Natural-language object grounding data
-- Opening Marker --

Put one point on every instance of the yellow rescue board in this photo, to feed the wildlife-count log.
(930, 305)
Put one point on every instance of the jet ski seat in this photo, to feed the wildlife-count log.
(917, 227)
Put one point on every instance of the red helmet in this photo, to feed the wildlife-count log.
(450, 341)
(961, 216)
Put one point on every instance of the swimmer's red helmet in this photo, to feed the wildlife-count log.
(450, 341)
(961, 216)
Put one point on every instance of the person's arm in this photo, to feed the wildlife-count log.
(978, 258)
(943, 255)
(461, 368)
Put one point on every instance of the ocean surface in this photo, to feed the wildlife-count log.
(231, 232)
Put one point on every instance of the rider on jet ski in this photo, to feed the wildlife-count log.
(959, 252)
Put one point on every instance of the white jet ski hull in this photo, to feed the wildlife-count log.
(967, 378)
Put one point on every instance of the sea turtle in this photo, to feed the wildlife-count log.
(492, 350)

-- Closing Marker --

» **WHAT NEEDS TO BE DONE**
Each line from the one containing "Put one point on every instance of the rider" through the last line of the entries above is to be returned exactly, and no others.

» **SOLUTION TO THIS TASK**
Put one point on every instance of the rider on jet ski in this photo, to feed the wildlife-count log.
(959, 252)
Put one point on every instance of the white jet ski hull in this photo, to feed the wildlife-count log.
(967, 378)
Put one point on every instance of the sea turtle in this photo, to feed the wildlife-count log.
(492, 350)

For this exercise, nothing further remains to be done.